▶ [Text shown]

━━━━━━

As more parents and caregivers return to work, there is an increasing need for Early Childhood Development Services (ECD) to resume operations. But the resumption of operations needs to be well-coordinated and done in a manner that will give the parents confidence that their children will be safe. The assurance in regard to health and safety needs to be provided to the staff as well.
The hiccups and increasing infections amongst teachers and learner’s which have occurred with the re-opening of schools, emphasises that the health and safety of children and staff at these centres cannot be compromised.
The importance of opening ECDs was demonstrated by a court ruling in favour of opening up the facilities. However, as with all things post-lockdown, it will not be business as usual. The ECD facilities are required to follow COVID-19 guidelines and precautions in order for learning to resume.
Amongst other things, the teachers and children will need to have a mask on at all times, except those who are younger than 6 years. Children who are younger than six will be required to wear surgical masks when they are experiencing symptoms of illness while being taken to the sick bay or when exiting the premises. Sending children who do not feel well to school with medication to be administered during the day, will be a thing of the past. Staff and children who are not well, will not be permitted at the facilities and neither will the staff be able to administer medication to your children. This is intended to ensure the safety of all parties. Regular hand washing and sanitising of items and surfaces will be a regular feature at the facilities.

━━━━━━

Extracted data entries
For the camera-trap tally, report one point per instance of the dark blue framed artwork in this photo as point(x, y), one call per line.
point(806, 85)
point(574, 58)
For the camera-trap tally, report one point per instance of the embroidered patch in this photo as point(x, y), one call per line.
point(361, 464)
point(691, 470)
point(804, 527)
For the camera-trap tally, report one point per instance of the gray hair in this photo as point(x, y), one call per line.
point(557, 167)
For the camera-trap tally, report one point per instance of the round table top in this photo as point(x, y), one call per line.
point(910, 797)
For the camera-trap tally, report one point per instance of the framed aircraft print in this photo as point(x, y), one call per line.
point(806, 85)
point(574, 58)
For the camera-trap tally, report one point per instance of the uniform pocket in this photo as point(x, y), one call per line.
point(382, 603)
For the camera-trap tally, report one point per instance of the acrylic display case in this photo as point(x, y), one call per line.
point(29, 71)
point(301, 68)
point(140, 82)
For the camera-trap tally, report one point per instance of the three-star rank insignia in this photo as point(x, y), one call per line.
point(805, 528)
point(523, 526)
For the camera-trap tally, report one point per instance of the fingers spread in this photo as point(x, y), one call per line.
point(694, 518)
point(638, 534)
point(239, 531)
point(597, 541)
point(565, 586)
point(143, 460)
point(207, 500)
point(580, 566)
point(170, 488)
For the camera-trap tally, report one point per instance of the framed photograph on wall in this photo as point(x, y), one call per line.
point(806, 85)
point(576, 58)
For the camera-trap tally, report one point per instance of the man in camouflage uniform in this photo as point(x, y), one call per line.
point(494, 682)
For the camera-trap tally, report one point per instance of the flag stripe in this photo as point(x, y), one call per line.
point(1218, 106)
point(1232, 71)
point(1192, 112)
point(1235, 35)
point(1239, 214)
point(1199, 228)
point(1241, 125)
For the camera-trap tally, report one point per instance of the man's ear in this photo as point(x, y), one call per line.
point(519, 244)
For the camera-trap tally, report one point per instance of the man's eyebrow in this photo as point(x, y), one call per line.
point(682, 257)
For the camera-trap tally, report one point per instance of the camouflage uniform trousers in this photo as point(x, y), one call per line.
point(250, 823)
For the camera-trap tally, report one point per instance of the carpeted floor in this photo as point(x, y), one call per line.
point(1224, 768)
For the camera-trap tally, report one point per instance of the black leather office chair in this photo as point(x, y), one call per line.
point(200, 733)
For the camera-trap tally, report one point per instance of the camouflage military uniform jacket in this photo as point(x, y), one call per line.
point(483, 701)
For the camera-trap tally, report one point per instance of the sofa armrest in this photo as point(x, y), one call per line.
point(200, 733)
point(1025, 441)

━━━━━━

▶ [Exercises to complete]
1 - List the health and safety measures set out in the last paragraph of the text on reopening ECD facilities.
2 - According to the text on reopening ECD facilities, what demonstrated the importance of opening ECDs?
3 - Return the passage of the text on reopening ECD facilities from "As more parents" up to and including "learning to resume.", copied exactly.
The records have no connection to the text.

▶ [Completed exercise]
1 -
- Teachers and children must wear a mask at all times, except those younger than 6 years.
- Children younger than six must wear surgical masks when they are experiencing symptoms of illness while being taken to the sick bay or when exiting the premises.
- Staff and children who are not well will not be permitted at the facilities.
- Staff will not be able to administer medication to children.
- Regular hand washing will be a regular feature at the facilities.
- Items and surfaces will be regularly sanitised.

2 - A court ruling in favour of opening up the facilities.

3 -
As more parents and caregivers return to work, there is an increasing need for Early Childhood Development Services (ECD) to resume operations. But the resumption of operations needs to be well-coordinated and done in a manner that will give the parents confidence that their children will be safe. The assurance in regard to health and safety needs to be provided to the staff as well.
The hiccups and increasing infections amongst teachers and learner’s which have occurred with the re-opening of schools, emphasises that the health and safety of children and staff at these centres cannot be compromised.
The importance of opening ECDs was demonstrated by a court ruling in favour of opening up the facilities. However, as with all things post-lockdown, it will not be business as usual. The ECD facilities are required to follow COVID-19 guidelines and precautions in order for learning to resume.